TASK GOAL:
Could you lay out all of the data below as a JSON list of strings, with each line as its own string and blank lines left out?

>>>>

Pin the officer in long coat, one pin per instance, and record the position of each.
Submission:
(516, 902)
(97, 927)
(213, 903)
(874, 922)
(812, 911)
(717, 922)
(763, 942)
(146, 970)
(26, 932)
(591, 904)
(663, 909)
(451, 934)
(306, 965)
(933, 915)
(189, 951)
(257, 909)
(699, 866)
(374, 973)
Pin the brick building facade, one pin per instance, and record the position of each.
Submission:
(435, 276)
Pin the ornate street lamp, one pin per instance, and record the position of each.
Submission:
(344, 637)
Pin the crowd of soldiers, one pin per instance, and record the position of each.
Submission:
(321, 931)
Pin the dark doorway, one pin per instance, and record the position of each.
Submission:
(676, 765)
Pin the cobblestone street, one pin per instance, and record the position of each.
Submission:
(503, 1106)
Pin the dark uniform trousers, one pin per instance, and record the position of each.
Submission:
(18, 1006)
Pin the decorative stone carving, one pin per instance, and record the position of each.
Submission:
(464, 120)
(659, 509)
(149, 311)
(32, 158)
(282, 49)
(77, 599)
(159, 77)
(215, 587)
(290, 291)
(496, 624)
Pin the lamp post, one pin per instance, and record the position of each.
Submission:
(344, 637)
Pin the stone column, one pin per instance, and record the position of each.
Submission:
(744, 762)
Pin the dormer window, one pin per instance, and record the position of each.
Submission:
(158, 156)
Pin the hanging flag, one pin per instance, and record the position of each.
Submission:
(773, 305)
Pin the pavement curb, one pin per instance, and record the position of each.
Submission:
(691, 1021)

<<<<

ANSWER TO THIS EXERCISE:
[
  "Pin the officer in long coat, one pin per instance, and record the position of each.",
  "Submission:",
  "(516, 902)",
  "(97, 927)",
  "(213, 903)",
  "(874, 922)",
  "(812, 911)",
  "(717, 922)",
  "(763, 942)",
  "(146, 970)",
  "(26, 932)",
  "(591, 904)",
  "(663, 909)",
  "(451, 934)",
  "(306, 965)",
  "(933, 915)",
  "(189, 951)",
  "(257, 909)",
  "(699, 866)",
  "(374, 973)",
  "Pin the brick building facade, one pin per instance, and record the position of each.",
  "Submission:",
  "(435, 276)",
  "Pin the ornate street lamp, one pin per instance, and record the position of each.",
  "Submission:",
  "(344, 637)",
  "Pin the crowd of soldiers, one pin per instance, and record the position of each.",
  "Submission:",
  "(321, 931)",
  "Pin the dark doorway, one pin per instance, and record the position of each.",
  "Submission:",
  "(676, 765)",
  "Pin the cobblestone street, one pin per instance, and record the position of each.",
  "Submission:",
  "(503, 1106)",
  "Pin the dark uniform trousers, one pin per instance, and record the position of each.",
  "Submission:",
  "(18, 1006)",
  "Pin the decorative stone carving, one pin per instance, and record the position of each.",
  "Submission:",
  "(464, 120)",
  "(659, 509)",
  "(149, 311)",
  "(32, 158)",
  "(282, 49)",
  "(77, 599)",
  "(159, 77)",
  "(215, 587)",
  "(290, 291)",
  "(496, 624)",
  "Pin the lamp post, one pin per instance, and record the position of each.",
  "Submission:",
  "(344, 637)",
  "Pin the stone column, one pin per instance, and record the position of each.",
  "Submission:",
  "(744, 762)",
  "Pin the dormer window, one pin per instance, and record the position of each.",
  "Submission:",
  "(158, 156)",
  "Pin the hanging flag, one pin per instance, and record the position of each.",
  "Submission:",
  "(773, 305)",
  "Pin the pavement curb, one pin per instance, and record the position of each.",
  "Submission:",
  "(691, 1021)"
]